SERIE DI COMPITI ▸
1 - Traduci in inglese questa frase del testo fornito: «Il discorso che dobbiamo fare non è lungo, ma è complesso, non semplice e deve soprattutto essere calato in un contesto nel quale non può essere facilmente accolto, anche se proprio il momento politico attuale e la mancanza di orizzonti che lo contraddistingue rendono indispensabile accingersi all’opera.»
2 - Riscrivi il passo del testo fornito partendo dalle parole "Il discorso che" e fermandoti dopo "indispensabile accingersi all’opera.", con "articolato" al posto di "complesso".

TESTO FORNITO ▸
#####
Il discorso che dobbiamo fare non è lungo, ma è complesso, non semplice e deve soprattutto essere calato in un contesto nel quale non può essere facilmente accolto, anche se proprio il momento politico attuale e la mancanza di orizzonti che lo contraddistingue rendono indispensabile accingersi all’opera.

 

In particolare è la bizzarra condizione del Partito democratico quella che maggiormente colpisce: l’unico attore presente sulla scena che possa vantare un legame con il passato, cioè un tratto di continuità, quell’ancoraggio del quale proprio i novatori- coloro che comunque hanno la pretesa di presentarsi come tali - hanno il maggior bisogno. E tutti ne abbiamo bisogno, perché senza un riferimento al passato non riusciamo a capirci e rischiamo di esporci a rischi rilevanti. Vediamo.
#####
RIGHE ESTRATTE ▸
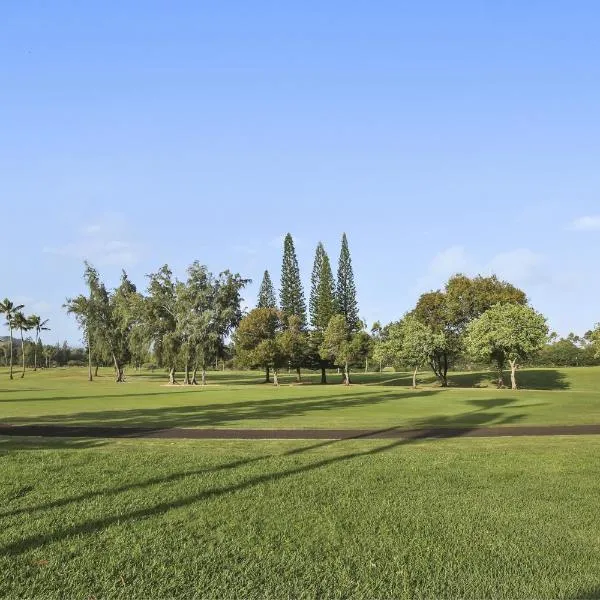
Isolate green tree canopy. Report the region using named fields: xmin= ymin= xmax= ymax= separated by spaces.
xmin=336 ymin=233 xmax=360 ymax=332
xmin=279 ymin=233 xmax=306 ymax=329
xmin=466 ymin=304 xmax=548 ymax=389
xmin=256 ymin=271 xmax=277 ymax=309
#####
SOLUZIONI ▸
1 - The discussion we need to have is not long, but it is complex, not simple, and above all it must be placed in a context in which it cannot easily be received, even though it is precisely the current political moment and the lack of horizons that marks it that make it essential to set about the work.

2 -
Il discorso che dobbiamo fare non è lungo, ma è articolato, non semplice e deve soprattutto essere calato in un contesto nel quale non può essere facilmente accolto, anche se proprio il momento politico attuale e la mancanza di orizzonti che lo contraddistingue rendono indispensabile accingersi all’opera.